The task
Please recast everything from the first line down to the line containing "[[38, 298], [1106, 221]]" as a Markdown table with two columns, No. and Line, numbering each line and leaving out any blank ones.

Records provided
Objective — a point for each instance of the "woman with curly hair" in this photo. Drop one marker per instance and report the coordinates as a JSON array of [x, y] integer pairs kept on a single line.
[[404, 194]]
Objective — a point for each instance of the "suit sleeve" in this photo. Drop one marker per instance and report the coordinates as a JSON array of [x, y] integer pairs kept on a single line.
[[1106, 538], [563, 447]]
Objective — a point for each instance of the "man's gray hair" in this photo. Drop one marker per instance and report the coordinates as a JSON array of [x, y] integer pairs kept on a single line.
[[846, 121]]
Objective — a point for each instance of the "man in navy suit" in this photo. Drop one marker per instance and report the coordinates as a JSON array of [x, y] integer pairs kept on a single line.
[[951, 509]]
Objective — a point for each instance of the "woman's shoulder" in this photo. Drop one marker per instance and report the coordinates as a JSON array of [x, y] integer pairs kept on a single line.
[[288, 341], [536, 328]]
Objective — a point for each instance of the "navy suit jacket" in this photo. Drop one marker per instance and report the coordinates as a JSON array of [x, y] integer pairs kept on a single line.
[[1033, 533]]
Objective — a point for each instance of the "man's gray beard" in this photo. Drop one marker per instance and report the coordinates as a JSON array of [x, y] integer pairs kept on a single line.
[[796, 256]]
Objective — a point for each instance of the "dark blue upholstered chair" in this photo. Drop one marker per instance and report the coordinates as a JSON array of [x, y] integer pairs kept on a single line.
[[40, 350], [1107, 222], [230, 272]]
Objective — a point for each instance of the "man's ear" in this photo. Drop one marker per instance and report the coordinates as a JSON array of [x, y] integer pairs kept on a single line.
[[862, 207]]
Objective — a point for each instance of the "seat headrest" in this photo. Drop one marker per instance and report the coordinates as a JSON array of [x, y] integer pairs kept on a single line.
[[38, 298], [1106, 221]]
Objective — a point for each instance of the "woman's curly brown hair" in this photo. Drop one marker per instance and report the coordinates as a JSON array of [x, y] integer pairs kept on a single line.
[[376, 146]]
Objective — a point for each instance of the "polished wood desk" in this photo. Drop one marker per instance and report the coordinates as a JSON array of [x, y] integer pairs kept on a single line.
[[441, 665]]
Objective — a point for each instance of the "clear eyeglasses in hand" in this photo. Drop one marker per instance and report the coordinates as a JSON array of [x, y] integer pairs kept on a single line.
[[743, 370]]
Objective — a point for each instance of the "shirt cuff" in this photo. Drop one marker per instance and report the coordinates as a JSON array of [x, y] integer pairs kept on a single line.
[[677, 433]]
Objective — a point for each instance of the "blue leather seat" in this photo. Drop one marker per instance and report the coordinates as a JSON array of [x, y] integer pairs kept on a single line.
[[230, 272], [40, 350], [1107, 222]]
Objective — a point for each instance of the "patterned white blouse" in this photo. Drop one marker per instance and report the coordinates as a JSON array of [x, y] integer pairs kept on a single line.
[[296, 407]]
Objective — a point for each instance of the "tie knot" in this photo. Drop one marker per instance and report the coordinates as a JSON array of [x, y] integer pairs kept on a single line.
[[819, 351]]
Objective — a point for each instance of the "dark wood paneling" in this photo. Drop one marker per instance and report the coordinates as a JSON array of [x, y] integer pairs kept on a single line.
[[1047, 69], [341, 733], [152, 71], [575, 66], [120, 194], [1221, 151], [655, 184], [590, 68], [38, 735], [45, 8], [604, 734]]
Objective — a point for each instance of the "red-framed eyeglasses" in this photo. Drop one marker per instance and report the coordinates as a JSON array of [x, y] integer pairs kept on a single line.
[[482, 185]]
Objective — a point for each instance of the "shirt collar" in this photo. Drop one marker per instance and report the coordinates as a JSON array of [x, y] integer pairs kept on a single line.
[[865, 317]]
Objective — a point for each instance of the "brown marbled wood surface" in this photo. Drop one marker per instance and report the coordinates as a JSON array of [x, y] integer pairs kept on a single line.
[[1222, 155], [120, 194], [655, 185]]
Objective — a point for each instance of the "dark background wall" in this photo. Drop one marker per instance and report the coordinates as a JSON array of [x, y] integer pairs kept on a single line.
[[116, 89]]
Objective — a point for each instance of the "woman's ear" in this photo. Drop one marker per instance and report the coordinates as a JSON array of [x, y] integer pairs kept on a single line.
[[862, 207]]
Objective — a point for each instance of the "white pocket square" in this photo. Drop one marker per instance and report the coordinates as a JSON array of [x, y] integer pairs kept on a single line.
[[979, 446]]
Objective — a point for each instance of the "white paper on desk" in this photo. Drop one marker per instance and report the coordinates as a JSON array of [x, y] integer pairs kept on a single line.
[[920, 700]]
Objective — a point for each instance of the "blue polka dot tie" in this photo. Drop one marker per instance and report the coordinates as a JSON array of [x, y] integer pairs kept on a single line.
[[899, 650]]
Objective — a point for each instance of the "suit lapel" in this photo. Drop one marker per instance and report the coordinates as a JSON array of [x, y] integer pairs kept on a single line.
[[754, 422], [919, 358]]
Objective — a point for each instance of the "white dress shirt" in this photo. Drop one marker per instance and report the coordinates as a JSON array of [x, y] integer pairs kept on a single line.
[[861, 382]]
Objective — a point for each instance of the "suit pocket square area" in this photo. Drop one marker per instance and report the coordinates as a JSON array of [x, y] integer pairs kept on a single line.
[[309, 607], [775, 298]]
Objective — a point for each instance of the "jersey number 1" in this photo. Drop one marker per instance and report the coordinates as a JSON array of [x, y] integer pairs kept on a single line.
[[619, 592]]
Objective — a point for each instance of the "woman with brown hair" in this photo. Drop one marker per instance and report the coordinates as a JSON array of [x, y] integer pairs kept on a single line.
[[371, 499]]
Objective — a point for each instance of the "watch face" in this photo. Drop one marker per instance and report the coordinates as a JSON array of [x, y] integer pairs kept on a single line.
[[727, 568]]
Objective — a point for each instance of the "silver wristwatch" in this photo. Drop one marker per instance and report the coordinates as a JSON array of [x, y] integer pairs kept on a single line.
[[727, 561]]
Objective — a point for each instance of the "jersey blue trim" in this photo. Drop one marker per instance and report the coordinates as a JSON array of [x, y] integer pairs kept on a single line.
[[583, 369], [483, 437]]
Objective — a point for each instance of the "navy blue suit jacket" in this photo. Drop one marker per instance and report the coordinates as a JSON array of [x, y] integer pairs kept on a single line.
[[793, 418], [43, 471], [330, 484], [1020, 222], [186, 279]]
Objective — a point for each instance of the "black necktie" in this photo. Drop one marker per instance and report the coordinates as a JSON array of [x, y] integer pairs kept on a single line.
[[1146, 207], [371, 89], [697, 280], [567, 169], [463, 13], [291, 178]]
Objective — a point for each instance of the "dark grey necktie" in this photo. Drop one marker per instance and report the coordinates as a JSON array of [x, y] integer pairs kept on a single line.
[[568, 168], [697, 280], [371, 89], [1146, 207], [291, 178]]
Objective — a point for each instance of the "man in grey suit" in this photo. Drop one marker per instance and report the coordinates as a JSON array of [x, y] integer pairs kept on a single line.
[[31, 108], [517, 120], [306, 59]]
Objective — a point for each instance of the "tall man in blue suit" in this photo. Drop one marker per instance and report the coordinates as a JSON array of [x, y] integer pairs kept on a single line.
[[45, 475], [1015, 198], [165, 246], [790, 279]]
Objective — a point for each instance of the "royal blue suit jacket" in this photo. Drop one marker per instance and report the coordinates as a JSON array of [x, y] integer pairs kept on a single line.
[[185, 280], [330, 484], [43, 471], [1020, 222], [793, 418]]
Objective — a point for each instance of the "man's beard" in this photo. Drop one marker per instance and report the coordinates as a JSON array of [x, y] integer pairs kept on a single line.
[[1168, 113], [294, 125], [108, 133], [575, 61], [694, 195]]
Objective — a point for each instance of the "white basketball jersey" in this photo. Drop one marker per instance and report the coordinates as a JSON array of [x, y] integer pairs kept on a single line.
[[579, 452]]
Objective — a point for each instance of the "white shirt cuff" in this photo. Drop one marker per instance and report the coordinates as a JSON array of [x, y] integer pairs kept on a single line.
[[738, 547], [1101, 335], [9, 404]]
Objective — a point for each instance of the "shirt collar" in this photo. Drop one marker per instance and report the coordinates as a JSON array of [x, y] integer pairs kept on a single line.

Task output
| No. | Line |
|---|---|
| 1 | Objective — a point for each instance of the "woman with curly hair" in this photo. Drop one marker per instance and report the coordinates as a JSON array of [x, y] integer pairs kept on a single line. |
| 2 | [[404, 194]] |
| 3 | Objective — a point for each instance of the "suit sleeve" in this photo. Drop one marker per instance and report the coordinates as a JSON array of [x, y] integer pairs kept on a single line. |
| 4 | [[1106, 538], [563, 447]] |
| 5 | Objective — a point for each instance of the "man's gray hair" in this photo. Drop one marker per instance and report the coordinates as a JSON array of [x, y] integer pairs kept on a single line. |
| 6 | [[846, 121]] |
| 7 | Objective — a point for each instance of the "man in navy suit" in this photo. Drop one marker per instance and report the coordinates as a JSON array of [x, y] integer pairs kept on a single line. |
| 8 | [[951, 509]] |
| 9 | Objective — a point for each instance of the "woman's shoulder" in this photo. Drop one marker per instance and report the coordinates as a JSON array of [x, y] integer pairs kept on a single line. |
| 10 | [[288, 341], [536, 328]] |
| 11 | Objective — a point for each instance of the "navy suit jacket" in this photo. Drop one marker per instance and report the coordinates as a JSON array of [x, y] integer pairs kept on a single line. |
| 12 | [[1033, 533]] |
| 13 | Objective — a point for each instance of the "man's gray beard" in this photo. Drop one marker per instance and report the coordinates as a JSON array of [x, y] integer pairs kept on a single line. |
| 14 | [[796, 256]] |
| 15 | Objective — a point for each instance of the "dark blue upholstered chair" in this photo. Drop one marker per instance and report the coordinates as a JSON array of [x, y] integer pairs kept on a single line. |
| 16 | [[40, 350], [1107, 222], [230, 272]] |
| 17 | Objective — a point for each instance of the "man's ear" in this photo. Drop one marker per instance and report the coordinates as a JSON array of [x, y] integer pairs kept on a single line. |
| 18 | [[862, 207]] |
| 19 | Objective — a point for each instance of the "seat headrest" in this photo. Drop one marker per instance and report the coordinates as a JSON array of [x, y] integer pairs kept on a single line. |
| 20 | [[38, 298], [1106, 221]] |